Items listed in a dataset
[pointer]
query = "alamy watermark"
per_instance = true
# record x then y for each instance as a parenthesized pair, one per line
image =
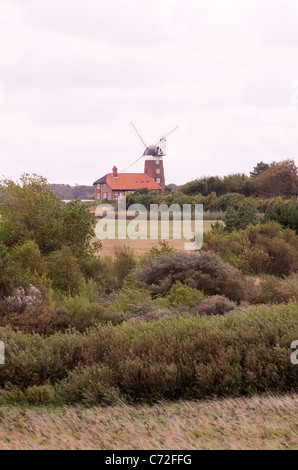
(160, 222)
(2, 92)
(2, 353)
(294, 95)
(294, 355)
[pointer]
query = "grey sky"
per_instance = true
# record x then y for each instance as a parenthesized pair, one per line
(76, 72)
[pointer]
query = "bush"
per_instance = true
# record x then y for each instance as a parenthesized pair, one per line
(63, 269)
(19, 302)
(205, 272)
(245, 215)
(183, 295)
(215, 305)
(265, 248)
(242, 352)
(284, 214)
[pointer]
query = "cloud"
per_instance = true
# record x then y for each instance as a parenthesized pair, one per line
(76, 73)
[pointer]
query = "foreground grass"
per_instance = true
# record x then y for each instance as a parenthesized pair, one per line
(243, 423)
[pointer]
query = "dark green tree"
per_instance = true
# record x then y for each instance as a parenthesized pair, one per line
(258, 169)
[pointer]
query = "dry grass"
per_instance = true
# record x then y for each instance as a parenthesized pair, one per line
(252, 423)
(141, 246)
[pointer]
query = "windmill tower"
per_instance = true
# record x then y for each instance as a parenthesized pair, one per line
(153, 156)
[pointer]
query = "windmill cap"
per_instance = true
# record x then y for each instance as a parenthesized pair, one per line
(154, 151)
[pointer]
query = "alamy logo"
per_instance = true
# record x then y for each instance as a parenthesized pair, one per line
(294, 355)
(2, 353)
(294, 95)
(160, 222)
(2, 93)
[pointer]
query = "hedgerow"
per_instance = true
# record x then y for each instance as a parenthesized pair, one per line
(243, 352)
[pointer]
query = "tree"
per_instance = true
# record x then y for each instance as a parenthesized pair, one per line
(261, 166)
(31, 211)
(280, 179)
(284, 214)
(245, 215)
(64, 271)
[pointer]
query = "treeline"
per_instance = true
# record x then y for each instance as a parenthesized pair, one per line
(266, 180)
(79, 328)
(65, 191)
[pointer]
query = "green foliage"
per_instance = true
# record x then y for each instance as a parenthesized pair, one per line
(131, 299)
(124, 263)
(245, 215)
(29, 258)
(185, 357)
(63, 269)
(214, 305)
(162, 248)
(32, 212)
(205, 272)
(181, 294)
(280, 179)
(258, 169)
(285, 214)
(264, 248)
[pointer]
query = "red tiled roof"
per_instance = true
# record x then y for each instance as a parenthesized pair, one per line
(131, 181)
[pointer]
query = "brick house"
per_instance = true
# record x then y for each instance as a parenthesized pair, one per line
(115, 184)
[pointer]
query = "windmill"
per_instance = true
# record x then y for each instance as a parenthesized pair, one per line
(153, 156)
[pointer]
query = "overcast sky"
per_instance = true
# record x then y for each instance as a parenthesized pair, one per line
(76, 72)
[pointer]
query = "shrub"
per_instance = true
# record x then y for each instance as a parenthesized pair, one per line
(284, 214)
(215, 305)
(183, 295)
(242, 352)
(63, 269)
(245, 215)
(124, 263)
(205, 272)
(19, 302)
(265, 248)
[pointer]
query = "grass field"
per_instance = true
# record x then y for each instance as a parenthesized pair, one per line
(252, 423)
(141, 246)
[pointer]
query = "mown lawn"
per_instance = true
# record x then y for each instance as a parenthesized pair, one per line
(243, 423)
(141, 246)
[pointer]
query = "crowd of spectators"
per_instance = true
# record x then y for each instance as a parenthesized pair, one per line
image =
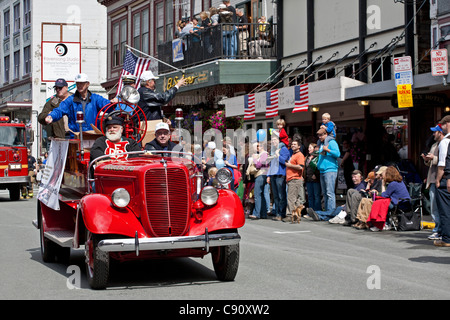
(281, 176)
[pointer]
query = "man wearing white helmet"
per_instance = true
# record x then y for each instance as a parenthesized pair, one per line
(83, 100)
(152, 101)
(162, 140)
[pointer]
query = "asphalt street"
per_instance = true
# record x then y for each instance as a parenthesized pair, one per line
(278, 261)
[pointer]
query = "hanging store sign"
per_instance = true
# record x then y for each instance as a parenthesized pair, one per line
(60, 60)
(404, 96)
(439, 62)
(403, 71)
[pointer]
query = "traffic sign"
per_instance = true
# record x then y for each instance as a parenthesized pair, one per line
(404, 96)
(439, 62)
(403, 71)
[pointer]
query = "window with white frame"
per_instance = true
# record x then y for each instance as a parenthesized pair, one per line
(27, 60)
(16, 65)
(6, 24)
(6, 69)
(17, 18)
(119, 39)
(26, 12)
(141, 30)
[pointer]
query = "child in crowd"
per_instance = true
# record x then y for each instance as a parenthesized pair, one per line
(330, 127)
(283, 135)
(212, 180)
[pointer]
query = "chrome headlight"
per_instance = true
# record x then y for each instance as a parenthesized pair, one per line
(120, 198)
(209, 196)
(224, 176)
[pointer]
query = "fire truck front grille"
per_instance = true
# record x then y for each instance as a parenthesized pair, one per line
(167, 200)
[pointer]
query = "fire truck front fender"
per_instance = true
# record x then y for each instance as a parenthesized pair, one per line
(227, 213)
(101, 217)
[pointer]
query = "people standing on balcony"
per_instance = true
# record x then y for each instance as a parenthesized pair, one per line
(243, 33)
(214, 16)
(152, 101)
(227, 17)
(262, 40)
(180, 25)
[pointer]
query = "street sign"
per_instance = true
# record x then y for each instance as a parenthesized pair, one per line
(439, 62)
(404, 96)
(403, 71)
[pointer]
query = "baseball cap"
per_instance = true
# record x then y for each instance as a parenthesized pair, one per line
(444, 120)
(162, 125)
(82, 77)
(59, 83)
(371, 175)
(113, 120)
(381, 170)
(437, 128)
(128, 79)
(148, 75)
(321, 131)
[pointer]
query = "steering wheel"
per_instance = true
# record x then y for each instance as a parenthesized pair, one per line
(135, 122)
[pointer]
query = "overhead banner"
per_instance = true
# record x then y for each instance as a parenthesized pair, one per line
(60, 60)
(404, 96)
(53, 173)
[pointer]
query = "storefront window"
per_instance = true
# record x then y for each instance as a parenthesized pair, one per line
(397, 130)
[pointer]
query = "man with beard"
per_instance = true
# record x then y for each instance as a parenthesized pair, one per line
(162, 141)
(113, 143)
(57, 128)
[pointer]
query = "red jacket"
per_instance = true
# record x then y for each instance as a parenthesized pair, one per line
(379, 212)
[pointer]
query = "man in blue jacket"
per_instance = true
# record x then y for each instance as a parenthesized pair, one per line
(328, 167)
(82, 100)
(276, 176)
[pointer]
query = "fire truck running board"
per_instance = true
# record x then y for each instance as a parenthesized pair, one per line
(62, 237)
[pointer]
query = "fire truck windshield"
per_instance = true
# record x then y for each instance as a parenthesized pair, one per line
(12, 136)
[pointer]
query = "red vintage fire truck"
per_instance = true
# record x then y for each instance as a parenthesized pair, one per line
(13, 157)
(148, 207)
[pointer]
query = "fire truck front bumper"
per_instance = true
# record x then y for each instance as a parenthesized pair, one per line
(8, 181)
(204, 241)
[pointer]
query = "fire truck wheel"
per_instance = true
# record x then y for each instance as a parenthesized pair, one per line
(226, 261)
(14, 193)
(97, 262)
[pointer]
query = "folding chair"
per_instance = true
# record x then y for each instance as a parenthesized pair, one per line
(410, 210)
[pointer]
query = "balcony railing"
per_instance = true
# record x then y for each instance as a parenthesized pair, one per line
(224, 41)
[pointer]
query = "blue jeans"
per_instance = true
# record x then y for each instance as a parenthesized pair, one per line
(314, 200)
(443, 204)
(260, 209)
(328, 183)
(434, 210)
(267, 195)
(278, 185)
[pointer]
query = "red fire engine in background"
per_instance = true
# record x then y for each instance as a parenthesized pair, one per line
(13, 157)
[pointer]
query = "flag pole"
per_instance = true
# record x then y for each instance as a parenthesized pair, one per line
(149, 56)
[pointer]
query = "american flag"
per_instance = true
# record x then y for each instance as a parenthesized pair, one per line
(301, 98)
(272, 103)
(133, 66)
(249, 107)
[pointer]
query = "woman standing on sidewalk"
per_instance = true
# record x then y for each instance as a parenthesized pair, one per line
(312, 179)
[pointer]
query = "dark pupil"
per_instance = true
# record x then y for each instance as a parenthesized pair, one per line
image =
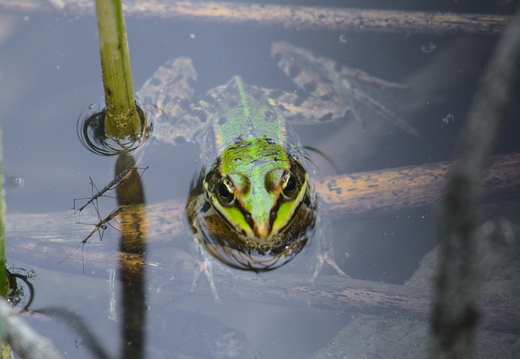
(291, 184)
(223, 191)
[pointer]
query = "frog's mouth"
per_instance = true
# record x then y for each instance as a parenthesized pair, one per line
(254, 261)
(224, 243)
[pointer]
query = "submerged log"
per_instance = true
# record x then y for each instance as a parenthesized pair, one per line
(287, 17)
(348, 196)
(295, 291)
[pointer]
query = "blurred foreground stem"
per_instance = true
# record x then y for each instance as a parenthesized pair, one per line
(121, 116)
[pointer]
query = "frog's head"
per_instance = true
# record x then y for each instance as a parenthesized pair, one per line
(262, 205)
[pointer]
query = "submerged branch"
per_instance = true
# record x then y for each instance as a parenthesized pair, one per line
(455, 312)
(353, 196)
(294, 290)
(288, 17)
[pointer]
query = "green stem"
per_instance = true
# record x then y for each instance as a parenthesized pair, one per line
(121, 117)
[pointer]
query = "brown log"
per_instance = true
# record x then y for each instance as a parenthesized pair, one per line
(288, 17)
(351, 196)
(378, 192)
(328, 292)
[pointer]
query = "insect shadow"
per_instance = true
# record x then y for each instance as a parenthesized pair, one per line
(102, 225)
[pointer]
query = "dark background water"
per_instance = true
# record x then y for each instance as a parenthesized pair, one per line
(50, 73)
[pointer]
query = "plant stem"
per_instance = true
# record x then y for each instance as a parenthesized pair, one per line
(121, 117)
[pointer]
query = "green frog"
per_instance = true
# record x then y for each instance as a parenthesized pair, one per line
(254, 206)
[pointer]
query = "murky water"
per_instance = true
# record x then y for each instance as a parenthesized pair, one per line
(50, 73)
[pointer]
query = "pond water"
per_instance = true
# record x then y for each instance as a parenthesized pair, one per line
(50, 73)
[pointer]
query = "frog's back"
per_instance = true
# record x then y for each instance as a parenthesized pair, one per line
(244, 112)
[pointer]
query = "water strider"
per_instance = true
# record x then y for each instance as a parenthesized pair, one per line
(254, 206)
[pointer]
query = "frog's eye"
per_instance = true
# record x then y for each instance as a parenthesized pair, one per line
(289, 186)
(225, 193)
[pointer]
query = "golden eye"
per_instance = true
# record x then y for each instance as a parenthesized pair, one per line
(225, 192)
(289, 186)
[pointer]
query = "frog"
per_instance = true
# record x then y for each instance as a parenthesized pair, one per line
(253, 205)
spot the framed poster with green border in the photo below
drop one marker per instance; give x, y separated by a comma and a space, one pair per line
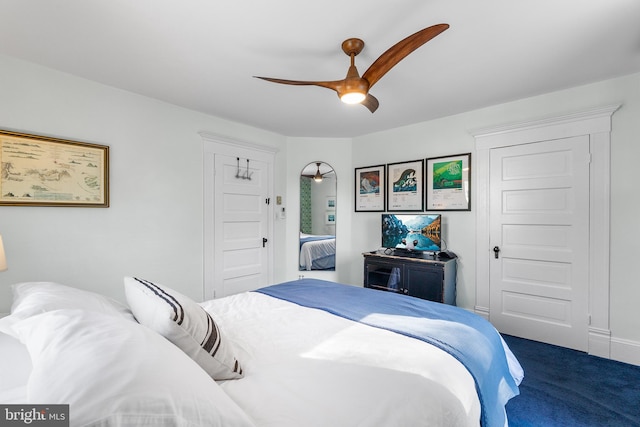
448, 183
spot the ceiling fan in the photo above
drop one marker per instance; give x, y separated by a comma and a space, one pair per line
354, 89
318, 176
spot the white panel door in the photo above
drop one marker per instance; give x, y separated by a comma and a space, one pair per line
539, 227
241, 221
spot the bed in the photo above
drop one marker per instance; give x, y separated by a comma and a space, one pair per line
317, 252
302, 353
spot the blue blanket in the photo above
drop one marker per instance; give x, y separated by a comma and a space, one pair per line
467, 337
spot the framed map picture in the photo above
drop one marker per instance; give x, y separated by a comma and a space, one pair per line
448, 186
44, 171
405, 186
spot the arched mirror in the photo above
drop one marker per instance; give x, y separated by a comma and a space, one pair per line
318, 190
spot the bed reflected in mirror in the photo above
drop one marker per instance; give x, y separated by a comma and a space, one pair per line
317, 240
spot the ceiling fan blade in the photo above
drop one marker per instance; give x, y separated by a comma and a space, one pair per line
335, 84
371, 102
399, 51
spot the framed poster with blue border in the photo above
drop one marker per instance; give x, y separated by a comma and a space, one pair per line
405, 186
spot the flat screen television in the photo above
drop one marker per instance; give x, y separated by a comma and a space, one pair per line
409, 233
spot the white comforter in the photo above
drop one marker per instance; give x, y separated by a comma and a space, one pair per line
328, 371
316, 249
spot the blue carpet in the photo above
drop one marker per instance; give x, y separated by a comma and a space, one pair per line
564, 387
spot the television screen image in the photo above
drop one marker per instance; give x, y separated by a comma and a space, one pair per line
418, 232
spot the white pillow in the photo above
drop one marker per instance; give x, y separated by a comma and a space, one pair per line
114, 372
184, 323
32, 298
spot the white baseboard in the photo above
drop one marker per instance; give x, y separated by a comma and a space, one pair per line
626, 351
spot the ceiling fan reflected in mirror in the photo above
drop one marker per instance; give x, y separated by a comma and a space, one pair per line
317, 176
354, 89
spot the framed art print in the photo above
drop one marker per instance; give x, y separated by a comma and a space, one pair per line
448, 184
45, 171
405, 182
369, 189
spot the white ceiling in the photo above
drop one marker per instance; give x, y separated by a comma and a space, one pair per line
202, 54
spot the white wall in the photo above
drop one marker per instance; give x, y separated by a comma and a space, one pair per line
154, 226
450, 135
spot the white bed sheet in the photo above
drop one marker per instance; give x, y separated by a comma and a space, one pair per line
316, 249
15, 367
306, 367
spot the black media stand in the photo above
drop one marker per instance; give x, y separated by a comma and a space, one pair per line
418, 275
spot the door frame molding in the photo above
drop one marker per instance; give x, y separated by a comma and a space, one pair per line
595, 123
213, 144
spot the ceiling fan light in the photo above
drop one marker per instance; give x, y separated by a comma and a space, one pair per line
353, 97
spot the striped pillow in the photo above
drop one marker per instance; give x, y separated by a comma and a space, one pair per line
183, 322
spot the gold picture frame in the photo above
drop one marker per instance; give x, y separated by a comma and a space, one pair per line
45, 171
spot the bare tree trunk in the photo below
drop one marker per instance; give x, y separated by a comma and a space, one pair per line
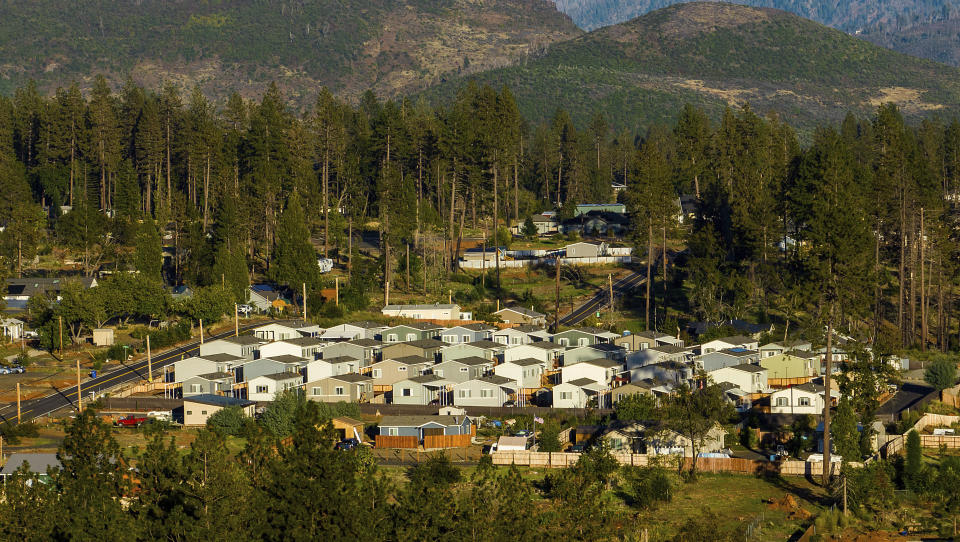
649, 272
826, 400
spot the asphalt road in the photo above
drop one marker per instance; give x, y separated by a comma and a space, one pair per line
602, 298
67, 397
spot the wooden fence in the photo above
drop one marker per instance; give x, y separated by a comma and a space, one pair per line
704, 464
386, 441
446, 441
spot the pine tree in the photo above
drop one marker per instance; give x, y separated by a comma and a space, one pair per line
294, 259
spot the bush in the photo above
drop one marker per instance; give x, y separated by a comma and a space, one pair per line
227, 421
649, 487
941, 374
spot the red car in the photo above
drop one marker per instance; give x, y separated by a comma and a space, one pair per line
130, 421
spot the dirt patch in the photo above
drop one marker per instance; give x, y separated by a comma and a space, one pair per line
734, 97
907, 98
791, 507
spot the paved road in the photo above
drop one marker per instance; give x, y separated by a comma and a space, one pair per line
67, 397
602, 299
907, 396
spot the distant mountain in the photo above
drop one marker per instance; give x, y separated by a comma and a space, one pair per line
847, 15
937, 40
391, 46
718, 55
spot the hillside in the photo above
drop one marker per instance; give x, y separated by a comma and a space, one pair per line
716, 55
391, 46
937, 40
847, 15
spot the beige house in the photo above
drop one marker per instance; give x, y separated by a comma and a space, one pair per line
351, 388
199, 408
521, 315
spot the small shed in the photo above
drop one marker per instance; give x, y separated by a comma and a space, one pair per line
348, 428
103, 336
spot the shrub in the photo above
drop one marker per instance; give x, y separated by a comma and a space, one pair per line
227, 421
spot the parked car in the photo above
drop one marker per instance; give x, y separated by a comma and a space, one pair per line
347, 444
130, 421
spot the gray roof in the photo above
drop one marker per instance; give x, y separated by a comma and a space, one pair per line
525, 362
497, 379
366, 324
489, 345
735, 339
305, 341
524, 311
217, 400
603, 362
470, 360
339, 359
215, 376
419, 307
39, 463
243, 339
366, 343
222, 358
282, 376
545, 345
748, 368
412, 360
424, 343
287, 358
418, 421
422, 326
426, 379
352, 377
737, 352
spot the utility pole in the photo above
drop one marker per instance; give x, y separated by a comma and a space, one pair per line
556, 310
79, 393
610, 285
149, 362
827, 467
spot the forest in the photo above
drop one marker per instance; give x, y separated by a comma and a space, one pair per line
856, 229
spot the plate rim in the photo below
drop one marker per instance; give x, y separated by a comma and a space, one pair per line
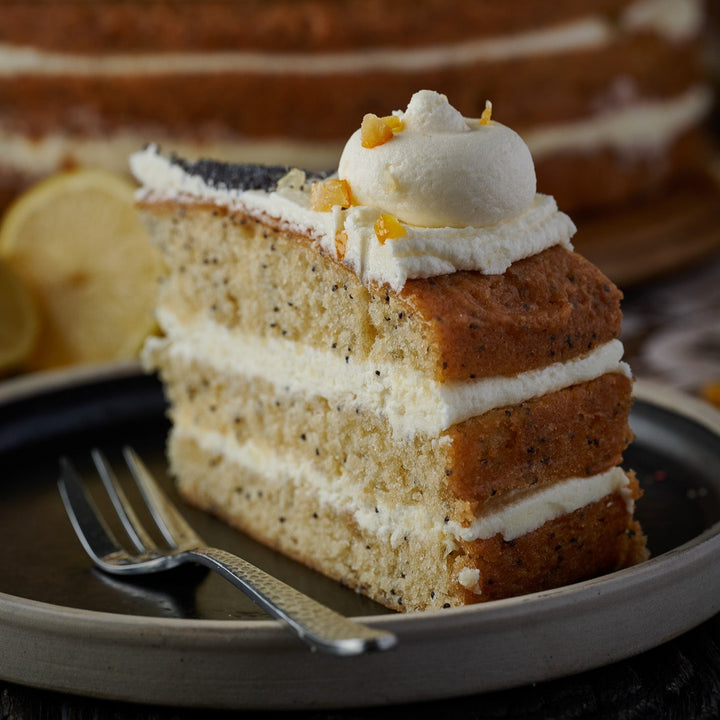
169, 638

● **What is needed**
All that is needed is the exact run of lines above from the line containing "spot the bed in the photo above" through the line containing "spot the framed map", both of them included.

● **Task answer**
spot the bed in the photo above
drop one marker per instance; give x, y separated by a comma and a space, one pair per line
317, 252
302, 353
spot the blue blanket in the photo above
drop one marker per instance; give x, y separated by a comma and a space, one pair per line
467, 337
spot the framed map picture in the photo above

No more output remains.